▶ **What is required**: Which lines run from the one containing "the metal frame" to the end of the listing below? Write them out exactly, both ends included, with nothing else.

*** Raw data ***

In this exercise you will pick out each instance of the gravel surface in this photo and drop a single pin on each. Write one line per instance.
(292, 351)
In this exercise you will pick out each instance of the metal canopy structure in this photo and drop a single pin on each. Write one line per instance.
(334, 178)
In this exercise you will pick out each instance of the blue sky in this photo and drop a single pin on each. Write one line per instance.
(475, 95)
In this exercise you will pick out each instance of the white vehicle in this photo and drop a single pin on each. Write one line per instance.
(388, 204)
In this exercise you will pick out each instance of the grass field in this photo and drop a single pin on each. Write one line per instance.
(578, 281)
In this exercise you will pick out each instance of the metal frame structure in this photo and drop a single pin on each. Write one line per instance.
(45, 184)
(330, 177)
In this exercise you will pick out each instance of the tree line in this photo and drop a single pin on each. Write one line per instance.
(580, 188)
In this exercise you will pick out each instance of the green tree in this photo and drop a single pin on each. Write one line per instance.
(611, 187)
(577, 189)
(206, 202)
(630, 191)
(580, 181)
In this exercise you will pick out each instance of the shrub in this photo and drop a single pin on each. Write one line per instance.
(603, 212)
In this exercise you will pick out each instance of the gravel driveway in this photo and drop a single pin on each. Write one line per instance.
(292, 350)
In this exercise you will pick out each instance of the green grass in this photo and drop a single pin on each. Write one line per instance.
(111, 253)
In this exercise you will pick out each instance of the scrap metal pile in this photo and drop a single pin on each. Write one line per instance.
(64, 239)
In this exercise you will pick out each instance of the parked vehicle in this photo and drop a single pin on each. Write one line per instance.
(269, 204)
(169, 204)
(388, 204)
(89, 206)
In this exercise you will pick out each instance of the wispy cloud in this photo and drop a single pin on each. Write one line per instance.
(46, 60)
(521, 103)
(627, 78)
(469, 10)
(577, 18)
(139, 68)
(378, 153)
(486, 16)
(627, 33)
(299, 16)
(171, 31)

*** End of Raw data ***

▶ **Output below**:
In this exercise you will pick out each instance of the metal frame structure in this photo and drop a single pin on each. Write one line per instance.
(45, 184)
(330, 177)
In this exercise you will pick out each instance of the tree line in this photo and drop a single pin on each. Write one line per instance.
(580, 188)
In this exercise you will pick out each instance of the green tree in this photo and drop a single pin on each. Write one line per instance.
(611, 187)
(577, 189)
(206, 202)
(630, 191)
(580, 181)
In this exercise you will pick out each instance of the shrub in this photo and drop a single pin on each. Write one line per instance.
(603, 212)
In this exercise you will pick out each instance of the gravel driveway in this photo and drop a single pin on each. Write one line per instance.
(292, 350)
In this exercise you will pick out each instance of the green grass in this photo and drop a single pin on each. Write one line per instance.
(111, 253)
In this exercise you will pick out each instance of the scrap metal pile in this photo and drop a single pin on each. Write one line per instance.
(64, 239)
In this exercise you will pick out each instance of the parked vehicle in this photo and drop a single pin on each. Write one line per instance.
(269, 204)
(169, 204)
(388, 204)
(89, 206)
In this exercise you will pick out each instance of the wispy cloud in this photo and drop a single pin on each. Write one line per instance.
(46, 60)
(521, 103)
(627, 78)
(469, 10)
(577, 18)
(139, 68)
(378, 153)
(486, 16)
(627, 33)
(299, 16)
(171, 31)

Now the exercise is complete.